■ **Challenge 1**
Output every line of the records that follow the KL divergence note below, word for word, and leave the pictures out.

■ **Page extract**
## START
KL Divergence
Given two distributions $p(x)$ and $q(x)$, the Kullback-Leibler divergence is defined as
$$ D_\text{KL}(p(x) \parallel q(x) ) = \int_{-\infty}^\infty p(x) \log\left(\frac{p(x)}{q(x)}\right)\, dx = \mathbb E_{p(x)} \left[\log\left(\frac{p(x)}{q(x)}\right) \right]. $$
Kullback-Leibler divergence is also called relative entropy. In fact, KL divergence can be decomposed into cross entropy $H(p) = -\int_{-\infty}^\infty p(x) \log q(x), dx$ and entropy $H(p) = -\int_{-\infty}^\infty p(x) \log p(x), dx$
$$ D_\text{KL}(p \parallel q) = \int_{-\infty}^\infty p(x) \log p(x)\, dx - \int_{-\infty}^\infty p(x) \log q(x) \, dx = - H(p) + H(p, q), $$
which is
$$ D_\text{KL}(p \parallel q) + H(p) = H(p, q). $$
What does it mean?
## END
■ **Extracted entries**
## START
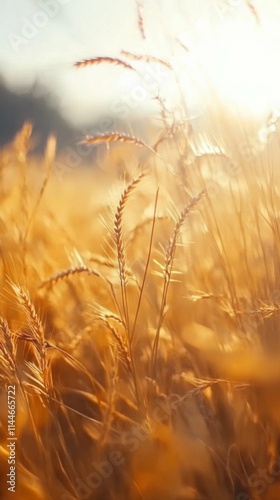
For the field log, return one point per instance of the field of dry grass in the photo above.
(140, 320)
(139, 311)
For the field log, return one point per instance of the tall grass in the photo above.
(140, 319)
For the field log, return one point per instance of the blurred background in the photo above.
(228, 48)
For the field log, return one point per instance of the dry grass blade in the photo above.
(119, 241)
(145, 58)
(7, 348)
(62, 275)
(101, 60)
(168, 265)
(114, 137)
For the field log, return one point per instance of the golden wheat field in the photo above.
(139, 313)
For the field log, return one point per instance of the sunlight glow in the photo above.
(238, 62)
## END
■ **Challenge 2**
Return the full KL divergence note above, word for word.

■ **Written reply 1**
For the field log, return one point per instance of the field of dry grass in the photo above.
(140, 320)
(139, 311)
For the field log, return one point per instance of the tall grass in the photo above.
(140, 319)
For the field log, return one point per instance of the blurred background in the photo above.
(228, 48)
For the field log, return one point per instance of the dry grass blade in the photo above.
(119, 241)
(145, 58)
(7, 348)
(62, 275)
(101, 60)
(168, 265)
(114, 137)
For the field log, return one point per instance of the golden wheat field in the photo above.
(139, 313)
For the field log, return one point per instance of the sunlight glow in the photo above.
(238, 62)

■ **Written reply 2**
KL Divergence
Given two distributions $p(x)$ and $q(x)$, the Kullback-Leibler divergence is defined as
$$ D_\text{KL}(p(x) \parallel q(x) ) = \int_{-\infty}^\infty p(x) \log\left(\frac{p(x)}{q(x)}\right)\, dx = \mathbb E_{p(x)} \left[\log\left(\frac{p(x)}{q(x)}\right) \right]. $$
Kullback-Leibler divergence is also called relative entropy. In fact, KL divergence can be decomposed into cross entropy $H(p) = -\int_{-\infty}^\infty p(x) \log q(x), dx$ and entropy $H(p) = -\int_{-\infty}^\infty p(x) \log p(x), dx$
$$ D_\text{KL}(p \parallel q) = \int_{-\infty}^\infty p(x) \log p(x)\, dx - \int_{-\infty}^\infty p(x) \log q(x) \, dx = - H(p) + H(p, q), $$
which is
$$ D_\text{KL}(p \parallel q) + H(p) = H(p, q). $$
What does it mean?